*PROBLEM DETAILS*: The answer should reproduce the listing below character for character.

*RECORDS FOR THE EXERCISE*:
::::::

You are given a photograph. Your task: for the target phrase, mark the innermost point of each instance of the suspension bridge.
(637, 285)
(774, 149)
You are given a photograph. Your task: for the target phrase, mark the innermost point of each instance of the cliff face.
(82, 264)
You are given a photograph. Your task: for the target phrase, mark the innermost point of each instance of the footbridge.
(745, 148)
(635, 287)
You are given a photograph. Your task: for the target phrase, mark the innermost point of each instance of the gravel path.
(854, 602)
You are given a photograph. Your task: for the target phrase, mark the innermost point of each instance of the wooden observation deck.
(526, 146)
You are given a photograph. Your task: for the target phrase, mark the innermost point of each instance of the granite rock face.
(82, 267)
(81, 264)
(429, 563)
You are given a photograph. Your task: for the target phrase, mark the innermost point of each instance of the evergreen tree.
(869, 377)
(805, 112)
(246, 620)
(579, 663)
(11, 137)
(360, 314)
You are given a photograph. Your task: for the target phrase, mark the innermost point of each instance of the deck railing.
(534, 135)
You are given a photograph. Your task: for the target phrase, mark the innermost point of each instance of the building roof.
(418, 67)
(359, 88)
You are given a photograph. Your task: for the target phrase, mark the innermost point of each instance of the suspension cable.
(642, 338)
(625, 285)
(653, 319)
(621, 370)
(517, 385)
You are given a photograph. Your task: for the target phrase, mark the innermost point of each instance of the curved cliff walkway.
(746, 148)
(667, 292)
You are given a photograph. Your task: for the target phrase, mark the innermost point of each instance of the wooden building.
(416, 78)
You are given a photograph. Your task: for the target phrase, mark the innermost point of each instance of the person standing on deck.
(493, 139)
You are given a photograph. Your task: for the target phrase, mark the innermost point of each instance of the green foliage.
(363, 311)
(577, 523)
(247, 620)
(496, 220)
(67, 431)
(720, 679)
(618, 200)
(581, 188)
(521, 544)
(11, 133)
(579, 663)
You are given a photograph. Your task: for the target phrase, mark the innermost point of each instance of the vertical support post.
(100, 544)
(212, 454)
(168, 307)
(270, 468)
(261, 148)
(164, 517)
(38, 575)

::::::

*ANSWER SECTION*:
You are given a photograph. Your task: for the target phrase, mark the innermost point of each instance of the suspension bridge.
(637, 285)
(774, 149)
You are given a photograph. Your task: for the target phrase, mark the innermost point of each instance of the cliff face.
(82, 264)
You are given a photograph. Your task: for the target phrase, mark the innermost point of each instance of the footbridge.
(745, 148)
(635, 287)
You are given a photograph. Your task: for the target phrase, mark the innermost point of each instance of the gravel path.
(854, 602)
You are given a photograph. Your task: for the target phrase, mark the innermost point of each instance of the wooden observation deck.
(526, 146)
You are given a photograph. Your task: for the target phrase, mark the innermost point of each instance of the granite rock face.
(82, 267)
(81, 264)
(429, 563)
You are given a photograph. Your task: for the target phrase, mark the innermost point of each instance of the evergreen tree.
(869, 377)
(805, 112)
(246, 620)
(579, 663)
(11, 137)
(360, 314)
You are given a photograph. Your task: for the target phrase, mark the innermost point of each instance of the deck railing.
(534, 135)
You are given a photograph. Your task: for the target phrase, mark the innermost point of each instance of the building roof.
(418, 67)
(359, 88)
You are given a photograph. Your task: for the target phrase, mark the innermost point of each instance of the suspension cable.
(642, 338)
(625, 285)
(653, 319)
(621, 370)
(517, 385)
You are given a photograph. Your task: for the target phrase, mark the innermost point of each instance of the curved cliff walkway.
(746, 148)
(667, 292)
You are given a photograph. Your task: for the target phrase, mark the innermost point of each instance of the wooden building.
(416, 78)
You are given a photograph. Your task: for the target phrase, mark the innermost point of each instance of the person standing on deck.
(493, 139)
You are given a photograph. Your task: for the target phrase, mark the innermost point of each instance of the green foliage.
(363, 311)
(577, 523)
(247, 620)
(496, 220)
(67, 431)
(720, 679)
(618, 200)
(581, 188)
(521, 544)
(11, 133)
(579, 663)
You are given a photograph. Your task: for the target phrase, mark the innermost point of each instance of the vertical support post.
(100, 544)
(212, 454)
(168, 307)
(270, 468)
(261, 148)
(164, 517)
(38, 575)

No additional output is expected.